> _Exercise goal_
Select every line below that contains the word "screenshot", and copy each of those lines.

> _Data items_

※

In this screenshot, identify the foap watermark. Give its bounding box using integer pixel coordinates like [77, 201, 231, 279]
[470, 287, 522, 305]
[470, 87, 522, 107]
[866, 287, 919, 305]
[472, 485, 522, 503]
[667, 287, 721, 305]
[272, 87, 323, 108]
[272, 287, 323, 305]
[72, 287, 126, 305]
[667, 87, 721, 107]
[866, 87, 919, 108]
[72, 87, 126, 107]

※

> _Exercise answer_
In this screenshot, identify the foap watermark. Give its bounding box using integer pixel coordinates like [77, 201, 231, 279]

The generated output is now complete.